+++ DOCUMENT SEGMENT
Rule of One Etouffee

1  lb. leftover turkey

1  stick butter

1  yellow onion, diced

1  stalk celery, diced

1  bell pepper, diced

Are you starting to catch on??????

1  can Rotel

1  can Cream of Mushroom

1  can Cream of Celery

¼ c green onion tops, chopped

Tabasco, Hell Bitch Cajun Seasoning to Taste

In a large sauté pan, place onions, celery and bell pepper in butter.  Season with Hell Bitch Cajun Seasoning and sauté until onions are translucent.  Add Rotel, soup and Tabasco and simmer for as long as you desire…..the longer the better.  Approximately 5 minutes prior to serving, stir in turkey and allow warming to desired temperature.  Serve over white rice and top with green onions.

Note:  Be sure to have plenty of french bread and garlic butter for the night serving.  As good as it is for dinner, it is plenty damn good in the a.m. hours too.  Serve over flaky Hungry Jack biscuits and soft served scrabble eggs.  Winner, winner, leftover turkey dinner.

 


“Once You Go Fried…”

If my memory serves me correctly, there was a saying when I was a youngster that went like “Once you go fried, you never go back”… or was it “Once you go black, you never go fried”….. Oh schit, I was never good with clichés.  None the less, a Cajun Fried Turkey is one of the most underrated Thanksgiving treats known to man. 

Frying a turkey takes an otherwise boring and uninspiring piece of meat and transforms it into a moist and delicious culinary masterpiece.  Combine that with my precooking secret weapon, a brine, and you will never go back to roasting your “white meat” again.     

Cajun Fried Turkey

Brine

1 c salt

½ c brown sugar

¼ c  Hell Bitch Cajun Seasoning

2  Bay Leafs

1 c ice

2  gallons cold water

Turkey

1  13 to 14 lb. fresh turkey

4 to 5  gallons 100% peanut oil

¼ c  Hell Bitch Cajun Seasoning

1  30 Qt. turkey frying vessel

In a medium sauce pan, pour in the brining ingredients:  salt, sugar, Hell Bitch, bay leafs and 2 cups of the water.  Once the water comes to a boil, remove it from the heat, pour in ice and allow it to cool.  Next, place turkey in 3 to 5 gallon Ziploc bag, pour in the remainder of the water and all the cooled brining solution.  Remove the majority of air from the bag, close bag and place in the refrigerator for 6 to 12 hours.
++++++
### [WRITTEN INSTRUCTION A]
In the entries below, take the lines starting with the one that contains "Label every snow mound" and going on through the last line of the entries, and write them out again with the requests included. Shift every bounding box coordinate by adding 48 to it.
+++ PROVIDED RECORDS
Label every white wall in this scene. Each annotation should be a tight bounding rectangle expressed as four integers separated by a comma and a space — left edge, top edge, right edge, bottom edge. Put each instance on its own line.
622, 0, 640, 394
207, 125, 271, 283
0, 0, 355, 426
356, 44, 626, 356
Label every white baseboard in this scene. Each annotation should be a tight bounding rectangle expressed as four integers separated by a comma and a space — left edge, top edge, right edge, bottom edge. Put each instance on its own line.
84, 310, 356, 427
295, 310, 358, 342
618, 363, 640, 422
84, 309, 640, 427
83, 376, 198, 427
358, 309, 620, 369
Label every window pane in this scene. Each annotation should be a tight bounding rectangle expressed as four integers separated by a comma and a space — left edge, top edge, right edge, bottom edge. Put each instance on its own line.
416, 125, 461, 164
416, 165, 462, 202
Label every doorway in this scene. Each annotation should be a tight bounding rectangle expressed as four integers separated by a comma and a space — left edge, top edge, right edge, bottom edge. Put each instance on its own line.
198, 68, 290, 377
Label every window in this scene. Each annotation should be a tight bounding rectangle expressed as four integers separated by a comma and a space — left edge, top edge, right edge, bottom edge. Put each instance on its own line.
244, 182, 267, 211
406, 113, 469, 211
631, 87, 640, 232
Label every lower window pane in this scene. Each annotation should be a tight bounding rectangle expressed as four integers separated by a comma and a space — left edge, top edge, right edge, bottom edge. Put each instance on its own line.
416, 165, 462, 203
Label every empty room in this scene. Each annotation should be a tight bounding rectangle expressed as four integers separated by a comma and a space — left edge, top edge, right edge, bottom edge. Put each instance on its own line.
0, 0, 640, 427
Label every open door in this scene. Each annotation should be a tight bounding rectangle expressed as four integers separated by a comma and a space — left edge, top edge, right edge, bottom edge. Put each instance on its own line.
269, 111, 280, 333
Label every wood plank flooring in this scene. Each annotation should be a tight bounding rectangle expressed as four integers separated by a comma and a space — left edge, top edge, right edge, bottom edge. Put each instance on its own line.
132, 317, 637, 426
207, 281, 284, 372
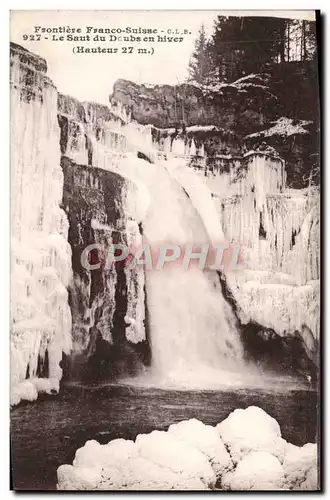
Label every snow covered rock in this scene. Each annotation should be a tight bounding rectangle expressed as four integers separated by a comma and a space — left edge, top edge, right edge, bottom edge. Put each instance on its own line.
57, 406, 318, 491
10, 380, 38, 406
216, 406, 286, 463
168, 418, 233, 477
283, 443, 318, 490
73, 439, 137, 467
136, 431, 216, 487
57, 464, 101, 491
222, 451, 284, 491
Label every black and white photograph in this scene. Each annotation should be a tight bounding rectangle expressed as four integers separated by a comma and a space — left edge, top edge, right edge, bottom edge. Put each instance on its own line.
9, 5, 323, 493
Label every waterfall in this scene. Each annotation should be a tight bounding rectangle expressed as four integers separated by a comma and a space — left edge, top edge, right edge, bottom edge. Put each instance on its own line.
118, 155, 243, 385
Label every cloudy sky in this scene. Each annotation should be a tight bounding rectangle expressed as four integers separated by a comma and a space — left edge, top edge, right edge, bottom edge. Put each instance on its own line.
11, 10, 314, 104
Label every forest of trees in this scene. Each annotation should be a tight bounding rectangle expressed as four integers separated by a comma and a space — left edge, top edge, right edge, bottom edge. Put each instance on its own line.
189, 16, 317, 85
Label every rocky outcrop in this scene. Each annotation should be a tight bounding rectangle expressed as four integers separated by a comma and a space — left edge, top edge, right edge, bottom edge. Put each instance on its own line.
57, 406, 319, 491
11, 45, 319, 390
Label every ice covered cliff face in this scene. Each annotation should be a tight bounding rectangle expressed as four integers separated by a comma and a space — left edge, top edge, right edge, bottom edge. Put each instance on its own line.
57, 406, 320, 491
135, 118, 320, 361
209, 154, 320, 354
10, 45, 71, 404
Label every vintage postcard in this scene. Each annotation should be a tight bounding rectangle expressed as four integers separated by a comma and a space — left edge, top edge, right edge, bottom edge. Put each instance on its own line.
10, 10, 322, 492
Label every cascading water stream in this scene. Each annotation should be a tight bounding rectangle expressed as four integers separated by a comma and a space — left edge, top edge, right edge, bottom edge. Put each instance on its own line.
114, 156, 244, 385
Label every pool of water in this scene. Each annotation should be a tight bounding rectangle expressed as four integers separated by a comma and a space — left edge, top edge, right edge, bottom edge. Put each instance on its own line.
11, 385, 318, 491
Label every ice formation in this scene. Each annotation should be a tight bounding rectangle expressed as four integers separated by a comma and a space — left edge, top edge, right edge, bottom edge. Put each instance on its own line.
56, 92, 243, 384
11, 40, 319, 402
10, 46, 71, 404
57, 406, 319, 491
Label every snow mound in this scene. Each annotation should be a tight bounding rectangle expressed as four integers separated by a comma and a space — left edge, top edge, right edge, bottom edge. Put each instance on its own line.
168, 418, 233, 477
216, 406, 286, 463
57, 406, 318, 491
283, 443, 318, 490
136, 431, 216, 486
222, 451, 284, 491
++++++
### [WRITTEN INSTRUCTION B]
According to the turkey recipes, why should a turkey be fried rather than roasted?

### [FULL RESPONSE A]
Label every snow mound in this scene. Each annotation should be a tight bounding rectangle expressed as four integers separated by a comma and a space — left edge, top edge, right edge, bottom edge. Put each instance on its own line.
216, 466, 281, 525
264, 454, 334, 511
105, 454, 366, 539
331, 491, 366, 538
184, 479, 264, 534
270, 499, 332, 539

### [FULL RESPONSE B]
Frying takes an otherwise boring and uninspiring piece of meat and turns it into a moist and delicious culinary masterpiece. Paired with a brine beforehand, it is meant to make you never go back to roasting.